## Short exercise:
Pick out every line in the items below that contains the word "with", and copy each one in full.
········
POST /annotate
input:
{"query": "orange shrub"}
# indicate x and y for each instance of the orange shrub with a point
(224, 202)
········
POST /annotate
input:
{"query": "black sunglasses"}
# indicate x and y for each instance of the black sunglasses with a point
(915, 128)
········
## Response:
# indicate x and y for each instance of the orange shrub with a point
# indicate x and y for each instance of the black sunglasses with a point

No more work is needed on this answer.